Pourquoi l'emploi résiste à la croissance zéro

Par Ivan Best  |   |  706  mots
Michel Sapin, ministre du Travail Copyright Reuters
Compte tenu de la situation de stagnation de l'économie, voire de récession, la hausse du chômage peut surprendre par sa faiblesse. La création de nombreux emplois dans le tertiaire, souvent à faible valeur ajoutée, et expliquerait cette tendance.

Un peu plus de 4.000 chômeurs supplémentaires en avril... l'annonce n'a rien de réjouissant. Pour autant, elle surprend de nombreux économistes. Car l'économie française est ballottée, actuellement, entre stagnation et récession. Une récession dans laquelle elle est peut être en passe de tomber, si l'on en croit les derniers indicateurs. Ce qui aurait justifié une hausse beaucoup plus nette du nombre de demandeurs d'emplois, avant même la mise en ?uvre des différents plans sociaux dans les grandes entreprises, qui font aujourd'hui l'actualité.

DONNÉES AFFICHÉES:

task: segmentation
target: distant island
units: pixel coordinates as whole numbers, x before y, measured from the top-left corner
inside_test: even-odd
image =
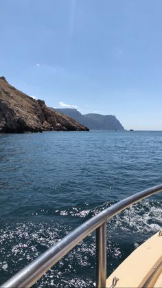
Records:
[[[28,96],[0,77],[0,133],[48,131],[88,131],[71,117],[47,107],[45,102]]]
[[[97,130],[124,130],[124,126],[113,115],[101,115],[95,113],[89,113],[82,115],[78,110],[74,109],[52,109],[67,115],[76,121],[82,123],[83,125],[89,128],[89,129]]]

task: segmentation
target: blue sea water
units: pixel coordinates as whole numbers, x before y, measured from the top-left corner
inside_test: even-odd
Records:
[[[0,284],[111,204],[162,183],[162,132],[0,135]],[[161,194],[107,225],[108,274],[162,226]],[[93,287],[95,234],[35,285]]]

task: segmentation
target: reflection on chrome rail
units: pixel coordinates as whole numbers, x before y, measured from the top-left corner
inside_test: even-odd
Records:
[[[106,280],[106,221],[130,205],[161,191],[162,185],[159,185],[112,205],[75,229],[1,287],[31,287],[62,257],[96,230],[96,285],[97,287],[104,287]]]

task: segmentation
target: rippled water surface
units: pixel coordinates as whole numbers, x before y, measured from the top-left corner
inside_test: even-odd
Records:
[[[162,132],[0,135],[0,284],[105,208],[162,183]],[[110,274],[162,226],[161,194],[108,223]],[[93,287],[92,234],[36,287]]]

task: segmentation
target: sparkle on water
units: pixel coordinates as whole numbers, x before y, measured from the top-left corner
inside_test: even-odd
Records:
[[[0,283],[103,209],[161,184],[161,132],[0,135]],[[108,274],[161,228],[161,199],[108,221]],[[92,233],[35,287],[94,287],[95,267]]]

* * *

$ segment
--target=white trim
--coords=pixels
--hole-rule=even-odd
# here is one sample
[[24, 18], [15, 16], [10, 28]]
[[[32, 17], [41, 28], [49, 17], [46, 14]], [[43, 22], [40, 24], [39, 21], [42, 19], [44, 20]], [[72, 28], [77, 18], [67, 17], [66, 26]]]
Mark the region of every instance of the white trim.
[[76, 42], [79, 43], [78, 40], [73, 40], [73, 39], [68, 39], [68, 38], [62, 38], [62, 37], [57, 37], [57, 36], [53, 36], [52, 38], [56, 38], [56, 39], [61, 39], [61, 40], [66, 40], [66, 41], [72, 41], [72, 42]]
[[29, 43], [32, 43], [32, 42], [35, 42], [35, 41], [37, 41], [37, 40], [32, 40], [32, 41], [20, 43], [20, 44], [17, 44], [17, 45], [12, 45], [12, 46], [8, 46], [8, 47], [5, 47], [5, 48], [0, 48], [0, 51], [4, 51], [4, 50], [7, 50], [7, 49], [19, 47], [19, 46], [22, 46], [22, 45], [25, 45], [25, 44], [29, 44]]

EXERCICE 1:
Répondez aux questions suivantes à partir du texte cité.
(a) Combien de chômeurs supplémentaires ont été enregistrés en avril ?
(b) Quelle fonction la légende attribue-t-elle à Michel Sapin ?
(c) Entre quels deux états l'économie française est-elle ballottée ?
EXERCICE 2:
Recopiez dans le texte cité tout ce qui va de « Par Ivan Best » jusqu'à « expliquerait cette tendance. ».

CORRIGÉ 1:
(a) Un peu plus de 4.000.
(b) Ministre du Travail.
(c) Entre stagnation et récession.

CORRIGÉ 2:
Par Ivan Best  |   |  706  mots
Michel Sapin, ministre du Travail Copyright Reuters
Compte tenu de la situation de stagnation de l'économie, voire de récession, la hausse du chômage peut surprendre par sa faiblesse. La création de nombreux emplois dans le tertiaire, souvent à faible valeur ajoutée, et expliquerait cette tendance.